Exercise task
Write out each of the records below word for word, with nothing added, dropped, or changed.

Material provided
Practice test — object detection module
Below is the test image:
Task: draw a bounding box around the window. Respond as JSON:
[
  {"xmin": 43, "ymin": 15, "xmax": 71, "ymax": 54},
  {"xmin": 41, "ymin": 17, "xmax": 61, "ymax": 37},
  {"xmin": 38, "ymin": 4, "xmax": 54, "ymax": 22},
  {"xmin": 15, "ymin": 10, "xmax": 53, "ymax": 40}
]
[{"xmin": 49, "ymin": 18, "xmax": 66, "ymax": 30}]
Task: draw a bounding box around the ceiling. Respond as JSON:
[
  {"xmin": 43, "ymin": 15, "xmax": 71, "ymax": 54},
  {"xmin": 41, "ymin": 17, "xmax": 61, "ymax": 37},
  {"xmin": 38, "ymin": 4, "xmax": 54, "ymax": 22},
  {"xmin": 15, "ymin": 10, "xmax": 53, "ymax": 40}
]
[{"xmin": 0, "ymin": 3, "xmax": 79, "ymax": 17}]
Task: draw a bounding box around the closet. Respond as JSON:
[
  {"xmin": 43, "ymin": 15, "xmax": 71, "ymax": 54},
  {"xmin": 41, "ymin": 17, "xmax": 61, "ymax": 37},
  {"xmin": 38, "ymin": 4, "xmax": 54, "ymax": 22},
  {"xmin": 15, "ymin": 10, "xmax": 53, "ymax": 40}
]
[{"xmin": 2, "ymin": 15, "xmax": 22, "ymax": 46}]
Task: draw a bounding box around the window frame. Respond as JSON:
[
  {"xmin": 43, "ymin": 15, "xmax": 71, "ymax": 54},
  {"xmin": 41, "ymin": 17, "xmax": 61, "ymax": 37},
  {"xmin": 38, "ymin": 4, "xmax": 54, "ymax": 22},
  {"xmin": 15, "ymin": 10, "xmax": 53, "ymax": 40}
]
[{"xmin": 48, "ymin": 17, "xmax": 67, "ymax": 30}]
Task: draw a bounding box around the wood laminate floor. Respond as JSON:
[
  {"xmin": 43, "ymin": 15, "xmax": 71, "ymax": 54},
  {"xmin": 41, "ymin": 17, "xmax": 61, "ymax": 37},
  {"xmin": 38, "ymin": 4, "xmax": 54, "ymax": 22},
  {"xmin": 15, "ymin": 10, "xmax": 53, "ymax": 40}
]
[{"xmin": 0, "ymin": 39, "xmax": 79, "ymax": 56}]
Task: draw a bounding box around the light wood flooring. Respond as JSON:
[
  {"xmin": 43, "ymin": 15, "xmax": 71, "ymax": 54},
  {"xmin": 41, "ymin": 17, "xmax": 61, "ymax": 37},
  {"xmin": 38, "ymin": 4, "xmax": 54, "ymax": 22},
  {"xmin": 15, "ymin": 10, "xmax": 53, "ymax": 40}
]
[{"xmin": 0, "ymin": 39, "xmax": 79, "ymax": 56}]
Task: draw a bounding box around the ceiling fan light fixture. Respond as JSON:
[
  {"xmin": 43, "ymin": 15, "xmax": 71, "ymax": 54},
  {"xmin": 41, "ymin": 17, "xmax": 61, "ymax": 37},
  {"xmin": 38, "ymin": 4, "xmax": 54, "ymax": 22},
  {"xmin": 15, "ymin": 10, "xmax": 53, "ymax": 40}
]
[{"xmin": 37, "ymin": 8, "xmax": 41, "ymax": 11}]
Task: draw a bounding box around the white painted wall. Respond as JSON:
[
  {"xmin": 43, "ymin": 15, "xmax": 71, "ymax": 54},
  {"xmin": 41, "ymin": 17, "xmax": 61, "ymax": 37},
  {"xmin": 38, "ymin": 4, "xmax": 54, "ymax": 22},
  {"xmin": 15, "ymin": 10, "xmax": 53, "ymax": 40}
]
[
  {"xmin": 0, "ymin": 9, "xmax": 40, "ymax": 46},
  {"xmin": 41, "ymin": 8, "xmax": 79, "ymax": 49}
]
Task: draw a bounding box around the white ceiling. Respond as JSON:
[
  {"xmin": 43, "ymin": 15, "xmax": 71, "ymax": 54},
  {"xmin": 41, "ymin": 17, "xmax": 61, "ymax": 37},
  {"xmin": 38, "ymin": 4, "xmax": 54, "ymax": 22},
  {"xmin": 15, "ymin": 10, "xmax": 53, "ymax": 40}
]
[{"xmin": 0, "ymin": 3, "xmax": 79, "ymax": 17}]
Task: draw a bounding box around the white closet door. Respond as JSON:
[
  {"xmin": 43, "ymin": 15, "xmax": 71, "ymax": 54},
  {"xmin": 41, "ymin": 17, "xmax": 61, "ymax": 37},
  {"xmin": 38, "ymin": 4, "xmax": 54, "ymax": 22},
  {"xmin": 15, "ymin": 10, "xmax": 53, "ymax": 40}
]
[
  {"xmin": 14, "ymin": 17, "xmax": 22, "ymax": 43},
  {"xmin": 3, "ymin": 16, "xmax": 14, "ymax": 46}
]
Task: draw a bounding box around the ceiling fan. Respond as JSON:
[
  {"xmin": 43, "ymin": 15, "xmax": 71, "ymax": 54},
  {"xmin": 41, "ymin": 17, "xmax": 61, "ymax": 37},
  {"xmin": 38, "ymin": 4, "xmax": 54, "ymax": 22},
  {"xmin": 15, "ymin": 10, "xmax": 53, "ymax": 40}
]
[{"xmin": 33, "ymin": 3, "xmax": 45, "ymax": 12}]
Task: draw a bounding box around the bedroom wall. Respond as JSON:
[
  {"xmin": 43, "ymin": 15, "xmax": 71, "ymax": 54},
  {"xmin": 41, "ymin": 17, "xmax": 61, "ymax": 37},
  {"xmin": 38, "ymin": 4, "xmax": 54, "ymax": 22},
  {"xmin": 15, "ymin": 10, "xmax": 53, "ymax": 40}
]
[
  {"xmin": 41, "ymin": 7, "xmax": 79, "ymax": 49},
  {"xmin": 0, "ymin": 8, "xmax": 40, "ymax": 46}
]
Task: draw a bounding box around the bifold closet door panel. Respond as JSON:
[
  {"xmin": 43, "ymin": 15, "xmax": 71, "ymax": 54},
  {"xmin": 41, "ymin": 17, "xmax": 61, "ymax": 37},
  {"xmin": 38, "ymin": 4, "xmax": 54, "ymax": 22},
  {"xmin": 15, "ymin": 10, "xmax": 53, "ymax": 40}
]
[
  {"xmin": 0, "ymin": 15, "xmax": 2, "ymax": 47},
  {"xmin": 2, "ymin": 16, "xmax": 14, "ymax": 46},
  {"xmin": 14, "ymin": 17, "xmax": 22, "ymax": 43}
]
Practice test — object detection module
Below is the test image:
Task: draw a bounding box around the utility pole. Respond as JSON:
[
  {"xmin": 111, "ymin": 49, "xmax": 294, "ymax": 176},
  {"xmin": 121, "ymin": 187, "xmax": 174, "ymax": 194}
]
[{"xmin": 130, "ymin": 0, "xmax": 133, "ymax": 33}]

Worked solution
Practice test — object detection module
Below is the test image:
Task: draw a bounding box around the window. Respond as JSON:
[
  {"xmin": 43, "ymin": 15, "xmax": 71, "ymax": 54},
  {"xmin": 41, "ymin": 17, "xmax": 61, "ymax": 37},
  {"xmin": 38, "ymin": 4, "xmax": 54, "ymax": 22},
  {"xmin": 15, "ymin": 10, "xmax": 53, "ymax": 40}
]
[{"xmin": 49, "ymin": 18, "xmax": 66, "ymax": 30}]
Task: draw a bounding box around the ceiling. Respond as JSON:
[
  {"xmin": 43, "ymin": 15, "xmax": 71, "ymax": 54},
  {"xmin": 41, "ymin": 17, "xmax": 61, "ymax": 37},
  {"xmin": 38, "ymin": 4, "xmax": 54, "ymax": 22},
  {"xmin": 15, "ymin": 10, "xmax": 53, "ymax": 40}
]
[{"xmin": 0, "ymin": 3, "xmax": 79, "ymax": 17}]
Task: draw a bounding box around the closet. Respond as JSON:
[
  {"xmin": 43, "ymin": 15, "xmax": 71, "ymax": 54},
  {"xmin": 41, "ymin": 17, "xmax": 61, "ymax": 37},
  {"xmin": 38, "ymin": 4, "xmax": 54, "ymax": 22},
  {"xmin": 15, "ymin": 10, "xmax": 53, "ymax": 40}
]
[{"xmin": 2, "ymin": 15, "xmax": 22, "ymax": 46}]
Task: draw a bounding box around the window frame. Respond as JSON:
[
  {"xmin": 43, "ymin": 15, "xmax": 71, "ymax": 54},
  {"xmin": 41, "ymin": 17, "xmax": 61, "ymax": 37},
  {"xmin": 38, "ymin": 4, "xmax": 54, "ymax": 22},
  {"xmin": 15, "ymin": 10, "xmax": 53, "ymax": 40}
]
[{"xmin": 48, "ymin": 17, "xmax": 67, "ymax": 30}]
Task: draw a bounding box around the wood laminate floor. Respond as JSON:
[
  {"xmin": 43, "ymin": 15, "xmax": 71, "ymax": 54},
  {"xmin": 41, "ymin": 17, "xmax": 61, "ymax": 37},
  {"xmin": 38, "ymin": 4, "xmax": 54, "ymax": 22},
  {"xmin": 15, "ymin": 10, "xmax": 53, "ymax": 40}
]
[{"xmin": 0, "ymin": 39, "xmax": 79, "ymax": 56}]
Task: draw a bounding box around the light wood flooring. Respond as JSON:
[
  {"xmin": 43, "ymin": 15, "xmax": 71, "ymax": 54},
  {"xmin": 41, "ymin": 17, "xmax": 61, "ymax": 37},
  {"xmin": 38, "ymin": 4, "xmax": 54, "ymax": 22},
  {"xmin": 15, "ymin": 10, "xmax": 53, "ymax": 40}
]
[{"xmin": 0, "ymin": 39, "xmax": 79, "ymax": 56}]
Task: draw a bounding box around the ceiling fan light fixture. Respond as JSON:
[
  {"xmin": 43, "ymin": 15, "xmax": 71, "ymax": 54},
  {"xmin": 41, "ymin": 17, "xmax": 61, "ymax": 37},
  {"xmin": 38, "ymin": 4, "xmax": 54, "ymax": 22},
  {"xmin": 15, "ymin": 10, "xmax": 53, "ymax": 40}
]
[{"xmin": 37, "ymin": 8, "xmax": 41, "ymax": 11}]
Task: draw a bounding box around the white painted wall. Respond as JSON:
[
  {"xmin": 43, "ymin": 15, "xmax": 71, "ymax": 54},
  {"xmin": 41, "ymin": 17, "xmax": 61, "ymax": 37},
  {"xmin": 38, "ymin": 4, "xmax": 54, "ymax": 22},
  {"xmin": 15, "ymin": 10, "xmax": 53, "ymax": 40}
]
[
  {"xmin": 0, "ymin": 9, "xmax": 40, "ymax": 46},
  {"xmin": 41, "ymin": 8, "xmax": 79, "ymax": 49}
]
Task: draw a bounding box around the white ceiling. Respond as JSON:
[
  {"xmin": 43, "ymin": 15, "xmax": 71, "ymax": 54},
  {"xmin": 41, "ymin": 17, "xmax": 61, "ymax": 37},
  {"xmin": 38, "ymin": 4, "xmax": 54, "ymax": 22},
  {"xmin": 15, "ymin": 10, "xmax": 53, "ymax": 40}
]
[{"xmin": 0, "ymin": 3, "xmax": 79, "ymax": 17}]
Task: draw a bounding box around the white closet door. Respond as JSON:
[
  {"xmin": 43, "ymin": 15, "xmax": 71, "ymax": 54},
  {"xmin": 41, "ymin": 17, "xmax": 61, "ymax": 37},
  {"xmin": 38, "ymin": 4, "xmax": 54, "ymax": 22},
  {"xmin": 15, "ymin": 10, "xmax": 53, "ymax": 40}
]
[
  {"xmin": 14, "ymin": 17, "xmax": 22, "ymax": 43},
  {"xmin": 3, "ymin": 16, "xmax": 14, "ymax": 46}
]
Task: draw a bounding box around the ceiling fan. Respond as JSON:
[
  {"xmin": 43, "ymin": 15, "xmax": 71, "ymax": 54},
  {"xmin": 41, "ymin": 17, "xmax": 61, "ymax": 37},
  {"xmin": 38, "ymin": 4, "xmax": 54, "ymax": 22},
  {"xmin": 15, "ymin": 10, "xmax": 53, "ymax": 40}
]
[{"xmin": 33, "ymin": 3, "xmax": 45, "ymax": 12}]
Task: draw a bounding box around the bedroom wall. Respond as JSON:
[
  {"xmin": 43, "ymin": 15, "xmax": 71, "ymax": 54},
  {"xmin": 41, "ymin": 17, "xmax": 61, "ymax": 37},
  {"xmin": 38, "ymin": 4, "xmax": 54, "ymax": 22},
  {"xmin": 15, "ymin": 10, "xmax": 53, "ymax": 40}
]
[
  {"xmin": 41, "ymin": 7, "xmax": 79, "ymax": 49},
  {"xmin": 0, "ymin": 8, "xmax": 40, "ymax": 46}
]
Task: draw a bounding box around the bifold closet door panel. Respond as JSON:
[
  {"xmin": 43, "ymin": 15, "xmax": 71, "ymax": 54},
  {"xmin": 41, "ymin": 17, "xmax": 61, "ymax": 37},
  {"xmin": 38, "ymin": 4, "xmax": 54, "ymax": 22},
  {"xmin": 15, "ymin": 10, "xmax": 53, "ymax": 40}
]
[
  {"xmin": 0, "ymin": 15, "xmax": 2, "ymax": 47},
  {"xmin": 2, "ymin": 16, "xmax": 14, "ymax": 46},
  {"xmin": 14, "ymin": 17, "xmax": 22, "ymax": 43}
]
Practice test — object detection module
Below is the test image:
Task: draw a bounding box around the utility pole. Respond as JSON:
[
  {"xmin": 111, "ymin": 49, "xmax": 294, "ymax": 176},
  {"xmin": 121, "ymin": 187, "xmax": 174, "ymax": 194}
]
[{"xmin": 130, "ymin": 0, "xmax": 133, "ymax": 33}]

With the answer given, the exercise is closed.